--- Start Data entries ---
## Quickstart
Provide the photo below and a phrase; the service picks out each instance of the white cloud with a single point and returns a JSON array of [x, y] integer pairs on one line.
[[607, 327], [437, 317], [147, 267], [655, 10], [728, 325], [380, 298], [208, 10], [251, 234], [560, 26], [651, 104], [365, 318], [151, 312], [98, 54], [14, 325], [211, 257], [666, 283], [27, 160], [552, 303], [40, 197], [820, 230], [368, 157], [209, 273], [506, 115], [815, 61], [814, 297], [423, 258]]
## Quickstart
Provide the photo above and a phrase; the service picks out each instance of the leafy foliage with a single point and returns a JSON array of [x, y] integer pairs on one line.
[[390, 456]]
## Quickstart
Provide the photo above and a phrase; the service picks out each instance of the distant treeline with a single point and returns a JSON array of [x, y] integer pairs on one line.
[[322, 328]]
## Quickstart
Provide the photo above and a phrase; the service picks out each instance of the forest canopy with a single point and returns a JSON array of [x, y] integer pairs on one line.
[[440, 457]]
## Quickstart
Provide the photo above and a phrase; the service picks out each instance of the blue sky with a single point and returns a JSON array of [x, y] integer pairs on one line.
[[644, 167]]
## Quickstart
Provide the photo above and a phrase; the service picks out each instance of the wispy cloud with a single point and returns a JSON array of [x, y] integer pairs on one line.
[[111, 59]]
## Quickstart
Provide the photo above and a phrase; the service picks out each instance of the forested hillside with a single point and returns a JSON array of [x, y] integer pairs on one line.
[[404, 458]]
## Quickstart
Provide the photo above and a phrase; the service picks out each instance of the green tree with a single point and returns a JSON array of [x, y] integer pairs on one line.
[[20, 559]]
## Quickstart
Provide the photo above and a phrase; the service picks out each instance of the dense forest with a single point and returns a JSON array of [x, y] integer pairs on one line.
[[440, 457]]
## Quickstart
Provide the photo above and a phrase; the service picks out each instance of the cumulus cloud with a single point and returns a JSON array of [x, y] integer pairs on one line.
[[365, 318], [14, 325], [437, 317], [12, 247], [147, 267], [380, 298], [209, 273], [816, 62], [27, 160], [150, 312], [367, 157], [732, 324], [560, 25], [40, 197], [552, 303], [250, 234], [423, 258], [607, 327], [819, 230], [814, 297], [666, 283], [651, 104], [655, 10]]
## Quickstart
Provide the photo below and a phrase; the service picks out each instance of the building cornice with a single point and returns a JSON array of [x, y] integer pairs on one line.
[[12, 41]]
--- End Data entries ---
Problem details:
Retype the data in full and match it exactly.

Result below:
## Quickstart
Provide the photo below and a phrase; the service picks out each instance of the white cloud with a single point and returns a JSON array of [x, y] integer pairs on one line.
[[607, 327], [437, 317], [147, 267], [655, 10], [728, 325], [380, 298], [208, 10], [251, 234], [560, 26], [651, 104], [365, 318], [151, 312], [98, 54], [14, 325], [211, 257], [666, 283], [27, 160], [552, 303], [40, 197], [820, 230], [368, 157], [209, 273], [506, 115], [815, 61], [814, 297], [423, 258]]
## Quickstart
Provide the photo above and a phrase; the service picks out each instance of the leafy foliage with a single point and returns a JSON array of [x, y] integer pairs on one line.
[[390, 456]]
## Quickstart
Provide the photo above and a phrase; the service picks out each instance of the distant treeline with a single point and returns a JSON array of [x, y] integer pairs on one line.
[[322, 328]]
## Quickstart
Provide the photo above and a phrase; the service picks out each instance of the forest canopy with a single point and returns a JSON array of [x, y] integer pairs on one line.
[[440, 457]]
## Quickstart
Provide the photo above and a phrase; the service picks out each instance of the blue sky with a single point and returns a JSON array of [x, y] integer pairs on one line.
[[644, 167]]
## Quickstart
Provide the photo above and a phrase; the service picks out each instance of the wispy cloud with a single point and returns a JSON array of [x, y] integer pairs on one line.
[[111, 59]]
## Quickstart
Provide the photo above and a phrase; the service picks out each instance of the forested hillside with a single point and returns a JSON array of [x, y] integer pairs on one line.
[[404, 458]]
## Quickstart
Provide the photo above and a phrase; the service picks out each instance of the green tree with a single point and returns a JSON array of [x, y] integer pairs on one line.
[[20, 559]]
## Quickstart
Provide the photo above and a phrase; the service picks out each instance of the dense forest with a single point and returns a JSON array of [x, y] integer pairs on one line.
[[440, 457]]
## Quickstart
Provide the photo above and a phrase; the service picks out each instance of the cumulus cloud with a single point and returns a JSON array of [x, y] integer pairs on one line.
[[365, 318], [14, 325], [437, 317], [12, 247], [147, 267], [380, 298], [209, 273], [816, 62], [27, 160], [150, 312], [367, 157], [732, 324], [560, 25], [40, 197], [552, 303], [250, 234], [423, 258], [607, 327], [819, 230], [814, 297], [666, 283], [651, 104], [655, 10]]
## Quickstart
Provide the photo below and a phrase; the service picks out each instance of the building cornice with a single point and returns a JSON array of [x, y] integer pairs on one line.
[[12, 41]]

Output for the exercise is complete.